Page excerpt =>
-----
Rolf Noskwith (19 June 1919 – 3 January 2017) was a British businessman who during the Second World War worked under Alan Turing as a cryptographer at the Bletchley Park British military base.

==Early life and education==
Noskwith's parents, Chaim (Charles) and Malka (née Ginsberg), were Eastern European-born Jews who set up a clothing manufacturing company in Germany. Seeing that the political and economic conditions were worsening, they sold their business and emigrated to England in 1932, along with their children. The family created another textile company, Charnos, in Ilkeston, Derbyshire, England, that would become the basis of Noskwith's post-war life. Noskwith was educated at Nottingham High School and Trinity College, Cambridge.

==Service in Second World War==
Initially, he was not accepted for military service, but after his third attempt, he was accepted to work as a translator and cryptographer at the Bletchley Park facility. His first attempt to work as a codebreaker was turned down because of his German birth and upbringing, but it seems that the security eligibility rules were revised in May 1941 thereby enabling him to enlist.
-----
Requirement =>
Answer from the Rolf Noskwith excerpt:
(a) In what town did the family set up Charnos?
(b) In what month and year were the security eligibility rules revised?
(c) Which two schools did Noskwith attend?
-----
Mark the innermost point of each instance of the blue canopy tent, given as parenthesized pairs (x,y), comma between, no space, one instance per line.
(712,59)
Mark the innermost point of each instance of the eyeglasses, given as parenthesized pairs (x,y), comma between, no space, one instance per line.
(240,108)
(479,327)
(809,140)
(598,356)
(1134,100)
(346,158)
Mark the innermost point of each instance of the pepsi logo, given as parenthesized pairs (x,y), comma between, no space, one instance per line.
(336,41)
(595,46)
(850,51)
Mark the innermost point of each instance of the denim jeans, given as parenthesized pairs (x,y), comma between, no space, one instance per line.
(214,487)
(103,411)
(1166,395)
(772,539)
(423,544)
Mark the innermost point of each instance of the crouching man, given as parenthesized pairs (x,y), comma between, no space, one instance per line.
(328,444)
-----
Answer area =>
(a) Ilkeston, Derbyshire, England
(b) May 1941
(c) Nottingham High School and Trinity College, Cambridge